Do this →
Quote the listing in full, exactly as given, minus any pictures.

** start of Source material **

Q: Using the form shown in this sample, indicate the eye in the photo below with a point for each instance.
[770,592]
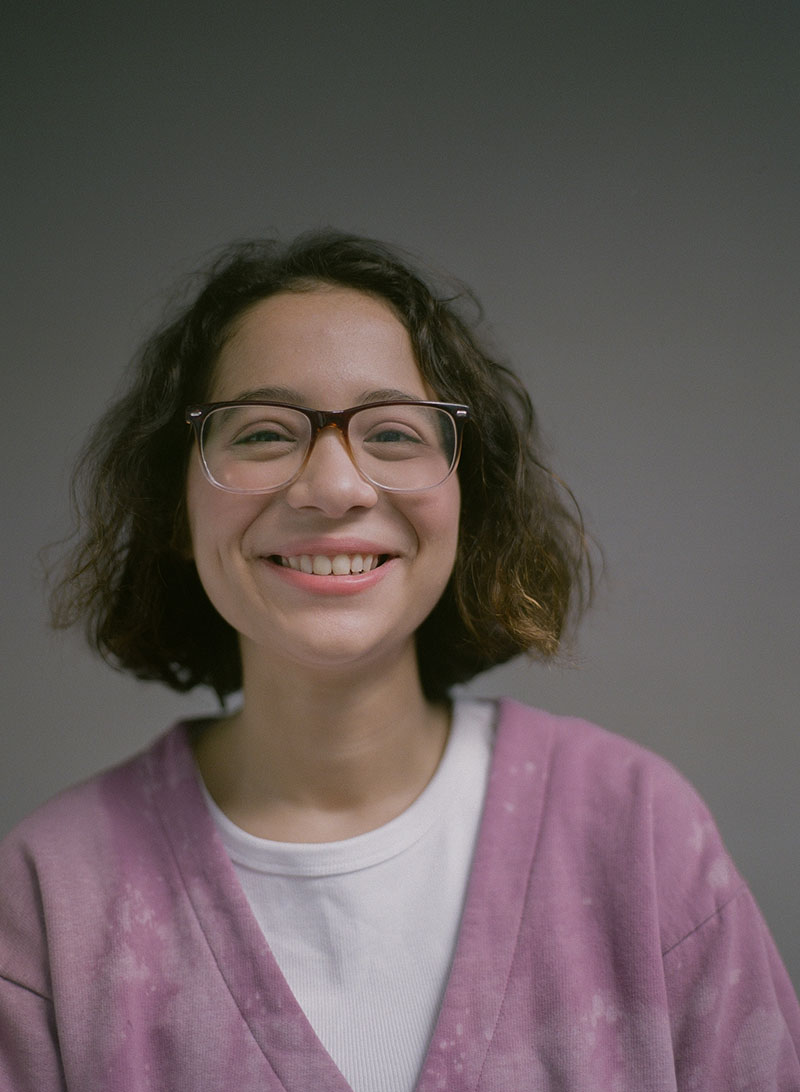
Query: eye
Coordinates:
[264,434]
[392,434]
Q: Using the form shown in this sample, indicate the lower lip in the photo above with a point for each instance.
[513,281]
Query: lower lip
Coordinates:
[329,585]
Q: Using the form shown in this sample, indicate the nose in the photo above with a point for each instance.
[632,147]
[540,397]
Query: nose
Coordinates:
[330,481]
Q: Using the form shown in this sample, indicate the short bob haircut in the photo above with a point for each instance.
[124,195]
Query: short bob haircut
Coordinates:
[523,569]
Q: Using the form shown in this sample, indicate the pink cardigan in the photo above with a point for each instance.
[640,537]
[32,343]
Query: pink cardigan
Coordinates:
[607,940]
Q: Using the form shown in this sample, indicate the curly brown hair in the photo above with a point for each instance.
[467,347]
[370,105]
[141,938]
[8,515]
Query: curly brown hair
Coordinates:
[523,568]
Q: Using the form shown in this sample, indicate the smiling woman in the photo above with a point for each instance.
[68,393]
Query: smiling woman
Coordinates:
[322,495]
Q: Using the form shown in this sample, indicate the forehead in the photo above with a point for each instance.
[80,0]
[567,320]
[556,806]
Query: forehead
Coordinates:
[325,343]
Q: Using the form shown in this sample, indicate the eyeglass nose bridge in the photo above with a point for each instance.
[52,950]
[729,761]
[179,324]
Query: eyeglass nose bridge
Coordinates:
[338,419]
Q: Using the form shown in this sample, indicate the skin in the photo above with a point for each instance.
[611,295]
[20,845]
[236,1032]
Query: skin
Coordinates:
[335,736]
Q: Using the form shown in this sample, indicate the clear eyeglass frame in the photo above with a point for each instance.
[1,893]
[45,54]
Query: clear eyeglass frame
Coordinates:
[199,415]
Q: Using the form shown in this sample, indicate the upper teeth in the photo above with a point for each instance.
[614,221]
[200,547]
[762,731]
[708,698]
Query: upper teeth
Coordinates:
[339,566]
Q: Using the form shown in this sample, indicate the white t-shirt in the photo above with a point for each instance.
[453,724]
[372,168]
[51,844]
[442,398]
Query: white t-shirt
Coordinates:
[365,929]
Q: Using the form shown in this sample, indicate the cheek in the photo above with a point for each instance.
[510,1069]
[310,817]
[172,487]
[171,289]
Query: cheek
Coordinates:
[440,520]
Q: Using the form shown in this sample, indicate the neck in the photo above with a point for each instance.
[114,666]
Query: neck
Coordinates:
[320,757]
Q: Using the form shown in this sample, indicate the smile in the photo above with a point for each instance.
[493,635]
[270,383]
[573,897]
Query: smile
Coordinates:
[341,565]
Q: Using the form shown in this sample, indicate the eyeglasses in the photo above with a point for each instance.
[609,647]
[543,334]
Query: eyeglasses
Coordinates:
[260,447]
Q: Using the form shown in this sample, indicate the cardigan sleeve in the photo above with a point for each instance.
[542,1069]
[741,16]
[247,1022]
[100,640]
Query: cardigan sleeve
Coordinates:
[733,1013]
[30,1058]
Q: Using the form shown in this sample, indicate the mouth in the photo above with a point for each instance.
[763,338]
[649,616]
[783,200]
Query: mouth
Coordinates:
[338,565]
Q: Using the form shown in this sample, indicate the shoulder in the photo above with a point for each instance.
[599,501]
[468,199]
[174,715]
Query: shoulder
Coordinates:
[62,865]
[85,815]
[622,814]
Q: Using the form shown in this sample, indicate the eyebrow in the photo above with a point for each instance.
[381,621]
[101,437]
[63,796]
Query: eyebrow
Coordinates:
[294,396]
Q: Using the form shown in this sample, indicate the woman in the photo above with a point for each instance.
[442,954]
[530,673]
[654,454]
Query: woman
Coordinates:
[349,881]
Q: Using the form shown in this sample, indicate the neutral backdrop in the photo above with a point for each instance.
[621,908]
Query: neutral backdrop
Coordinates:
[618,182]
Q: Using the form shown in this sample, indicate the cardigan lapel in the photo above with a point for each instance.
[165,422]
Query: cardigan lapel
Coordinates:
[494,901]
[487,937]
[240,951]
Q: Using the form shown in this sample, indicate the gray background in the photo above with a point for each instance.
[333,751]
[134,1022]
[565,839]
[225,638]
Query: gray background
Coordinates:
[619,182]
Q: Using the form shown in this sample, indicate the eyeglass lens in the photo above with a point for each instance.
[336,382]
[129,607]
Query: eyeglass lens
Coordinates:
[258,449]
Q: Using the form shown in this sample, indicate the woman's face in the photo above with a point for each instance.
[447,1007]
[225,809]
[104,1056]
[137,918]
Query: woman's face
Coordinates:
[326,348]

** end of Source material **

Correct response →
Q: Using the form shown in this sample, indicate the eye in the photo below with a point for each instance.
[770,592]
Query: eye
Coordinates:
[264,434]
[392,434]
Q: Using the form shown in this sample, indicate the lower lip in the photo above with a point for each instance.
[513,281]
Query: lower lip
Coordinates:
[329,585]
Q: Using the form shown in this sample, indicate the nose in the photo above with a point for each instance.
[632,147]
[540,397]
Query: nose
Coordinates:
[330,481]
Q: Using the form shown in this sample, indicate the short bob haircut in the photo above with a point for each instance.
[124,195]
Query: short bob haircut
Coordinates:
[523,569]
Q: Using the form shown in this sample, indicate the pink cardigan in the photo above with a point for each instance.
[640,537]
[32,343]
Query: pink cardigan
Coordinates:
[607,940]
Q: Using the form shown in this sample, indicate the curly brown hair in the photo above with a point for each instance.
[467,347]
[370,105]
[141,938]
[8,515]
Query: curly brown hair
Coordinates:
[523,568]
Q: Using the form shown in this sample, indicate the smiling woman in the photo above with a point for each instance.
[68,393]
Query: smiling woman
Coordinates:
[322,495]
Q: Using the form shown in this sample, indicate the forehead in the photo above with a point for each instance.
[80,0]
[567,320]
[556,806]
Query: forehead
Coordinates:
[325,343]
Q: Using the form shown in this sample, indicate the eyeglass nose bridge in the photo above with a point for each instance.
[52,950]
[729,761]
[179,324]
Query: eyeglass nose bridge
Coordinates:
[338,419]
Q: Using the form shown in this sample, indicate the skin in the photo above with a point for each instance.
[611,295]
[20,845]
[236,1032]
Query: skin
Coordinates:
[335,736]
Q: Using the form shown in this sample, indicate the clear eyeglass frame in the photo above with a point for each instance.
[1,893]
[45,54]
Query: clear eyeglass frame
Coordinates:
[199,415]
Q: Using the form shown in this sample, indicate the upper teeth in the photo above with a point for each instance.
[614,221]
[200,547]
[762,731]
[708,698]
Query: upper teeth
Coordinates:
[339,566]
Q: Using the form shown in this sample, indicate the white t-shirt in the photo above with a point for each instance.
[453,724]
[372,168]
[51,844]
[442,398]
Query: white t-shirt
Coordinates:
[365,929]
Q: Using the form shown in this sample, indicate the cheek in the photo above with a point for each instance.
[510,1069]
[310,817]
[172,487]
[171,289]
Query: cheek
Coordinates:
[440,520]
Q: Using the form shown in this sample, indicate the neck in the photo above with a point for each instance.
[114,666]
Query: neck
Coordinates:
[320,757]
Q: Using the form shown in this sample, indicate the smile in the photo above with a point for each instance.
[493,635]
[270,383]
[573,897]
Query: smile
Coordinates:
[341,565]
Q: Using the form shown in this sample, indicate the eyeglasses in the photo above with a point for each instance.
[609,647]
[543,334]
Query: eyeglasses
Coordinates:
[260,447]
Q: Using the form shown in this sample, indicate the cardigan sleeve in the photo above with a point for each instance.
[542,1069]
[741,16]
[247,1022]
[100,640]
Query: cardigan sleeve
Coordinates:
[733,1013]
[30,1058]
Q: Using the form shown in this sample, indicate the mouth in the photo above with a point for each instance.
[763,338]
[649,616]
[783,200]
Query: mouth
Coordinates:
[338,565]
Q: Using the form shown in this sample, indicate the shoulder in the photo above with a point for each instance.
[599,501]
[468,199]
[174,715]
Query: shoulder
Coordinates:
[62,865]
[85,815]
[622,814]
Q: Using the form shown in this sample, indicate the eyebrow in the photo above with a point for each instance.
[381,621]
[101,437]
[63,796]
Query: eyebrow
Coordinates:
[294,396]
Q: Using the form shown in this sample, indicate the woman in the photo above with a point for each instance.
[442,954]
[530,673]
[654,454]
Query: woman
Coordinates:
[349,881]
Q: Using the form shown in this sample, indicate the neutral backdrop in the photo above with a point for each instance.
[621,908]
Query: neutral backdrop
Coordinates:
[618,182]
Q: Using the form shown in this sample, indicate the cardigan lapel in the photo above with a point for each instance.
[165,422]
Query: cardigan lapel
Coordinates:
[494,901]
[487,937]
[240,951]
Q: Using the form shown in this sample, indicate the gray background in the photo above with a point for each instance.
[333,751]
[134,1022]
[565,839]
[225,638]
Query: gray background
Coordinates:
[619,182]
Q: Using the form shown in this sample, indicate the eyeglass lens in the photo above with a point for each instance.
[336,382]
[129,607]
Query: eyeglass lens
Coordinates:
[258,449]
Q: Using the form shown in this sample, indicate the woman's face in the photo above with a point for each instance.
[447,1007]
[225,809]
[104,1056]
[137,918]
Query: woman's face
Coordinates:
[326,348]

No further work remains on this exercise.